What is required:
The records below must be written out exactly, with every picture left behind.
start Listing
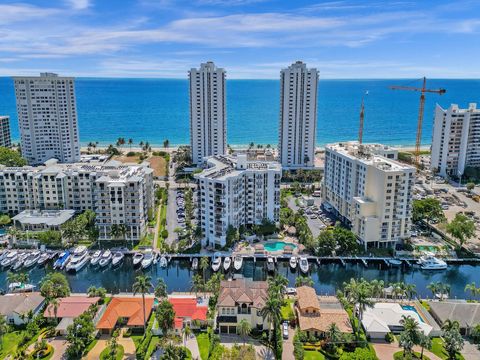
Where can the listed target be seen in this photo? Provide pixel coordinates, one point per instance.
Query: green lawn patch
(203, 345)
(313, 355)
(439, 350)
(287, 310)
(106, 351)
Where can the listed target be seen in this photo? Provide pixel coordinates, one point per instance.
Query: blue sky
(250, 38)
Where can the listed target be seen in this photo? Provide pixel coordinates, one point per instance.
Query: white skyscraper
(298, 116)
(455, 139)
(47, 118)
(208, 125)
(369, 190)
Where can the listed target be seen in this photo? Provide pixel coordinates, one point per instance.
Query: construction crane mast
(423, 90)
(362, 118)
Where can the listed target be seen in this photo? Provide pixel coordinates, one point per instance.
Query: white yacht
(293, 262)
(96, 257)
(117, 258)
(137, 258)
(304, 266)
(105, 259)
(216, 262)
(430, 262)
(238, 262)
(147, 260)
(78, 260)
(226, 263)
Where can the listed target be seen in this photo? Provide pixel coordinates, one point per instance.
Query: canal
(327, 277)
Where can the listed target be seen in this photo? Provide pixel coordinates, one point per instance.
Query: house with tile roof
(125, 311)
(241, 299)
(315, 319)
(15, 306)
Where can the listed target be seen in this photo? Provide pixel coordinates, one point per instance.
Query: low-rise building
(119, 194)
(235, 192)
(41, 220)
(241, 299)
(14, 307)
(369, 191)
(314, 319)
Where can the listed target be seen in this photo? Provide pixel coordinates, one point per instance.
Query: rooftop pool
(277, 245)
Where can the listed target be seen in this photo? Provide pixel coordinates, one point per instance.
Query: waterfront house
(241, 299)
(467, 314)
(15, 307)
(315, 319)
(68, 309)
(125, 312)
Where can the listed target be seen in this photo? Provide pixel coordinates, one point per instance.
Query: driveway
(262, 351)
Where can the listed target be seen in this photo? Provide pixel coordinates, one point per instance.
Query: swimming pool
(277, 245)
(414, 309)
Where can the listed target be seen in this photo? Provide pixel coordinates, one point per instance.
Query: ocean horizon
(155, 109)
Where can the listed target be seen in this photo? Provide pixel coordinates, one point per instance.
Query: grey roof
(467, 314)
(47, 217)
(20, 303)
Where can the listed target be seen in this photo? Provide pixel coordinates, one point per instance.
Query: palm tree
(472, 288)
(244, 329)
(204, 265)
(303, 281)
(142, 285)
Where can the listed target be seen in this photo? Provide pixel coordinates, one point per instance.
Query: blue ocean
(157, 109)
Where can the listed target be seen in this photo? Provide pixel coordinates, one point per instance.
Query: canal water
end Listing
Solution below:
Where can the listed target be seen in this photo? Provide pixel coordinates, one point per instance.
Query: green lawn patch
(203, 345)
(313, 355)
(439, 350)
(287, 310)
(106, 351)
Where can the listed target be seen in this photo? Provide pixel coordinates, one point per instance.
Query: blue sky
(250, 38)
Where can the listed target be seen in this photo? Provide pixel coordinates, one point per instance.
Query: white skyscraper
(298, 116)
(455, 139)
(47, 118)
(208, 125)
(369, 190)
Where can the listed target be seen in this photo? Provide pixel coordinates, one point per instance.
Query: construction crane mast
(423, 90)
(362, 118)
Where can the listed target be seen in this photo? Provide pixel coordinates, one point per instance.
Query: white yacht
(293, 262)
(96, 257)
(117, 258)
(137, 258)
(304, 266)
(105, 259)
(216, 262)
(430, 262)
(238, 262)
(147, 260)
(78, 260)
(226, 263)
Where can the listed target be seen in this photo? Provide pixel coordinates, one point per instance.
Query: canal
(327, 277)
Where can the listed target be seen in this photo? Provide pixel coordinates, one point per instance.
Query: house with tile roof
(125, 311)
(241, 299)
(315, 319)
(15, 306)
Where can the listed target be seen in this photo? Provide pixel coordinates, one point per instance.
Query: low-rise building
(119, 194)
(235, 192)
(41, 220)
(241, 299)
(14, 307)
(369, 191)
(314, 319)
Where can the listed target be seen in this photo? Provide pixel coordinates, one point per instance.
Query: rooftop pool
(277, 245)
Where can the listed target be seen in this photo? Provide pixel coordinates, one point per instance.
Query: waterfront house
(241, 299)
(467, 314)
(15, 307)
(315, 319)
(68, 309)
(125, 312)
Where can the listed target be seen in this photo? Provide pixel coordinates, one point per instance.
Query: driveway
(262, 351)
Where can the listed target be seen in this photo? Provide pixel coordinates, one point per instance.
Query: swimming pool
(277, 245)
(414, 309)
Where can the listed target be seen in this photo? Provide pixel coordinates, one point per instance.
Query: ocean horizon
(155, 109)
Where can the listed target be seen in this photo? Provide pixel coordinates, one point per instance.
Query: grey roof
(467, 314)
(47, 217)
(20, 303)
Where can the listed target be seen in this photo? Provide pixel coordinates, one point per instance.
Query: palm tree
(472, 288)
(244, 329)
(204, 265)
(303, 281)
(142, 285)
Where can the listed target be seen in this photo? Provide pixel coordinates, one point per instance.
Query: blue ocean
(157, 109)
Where can the listed target be seen in this photo? Provide pixel coordinates, one point per instance.
Query: canal water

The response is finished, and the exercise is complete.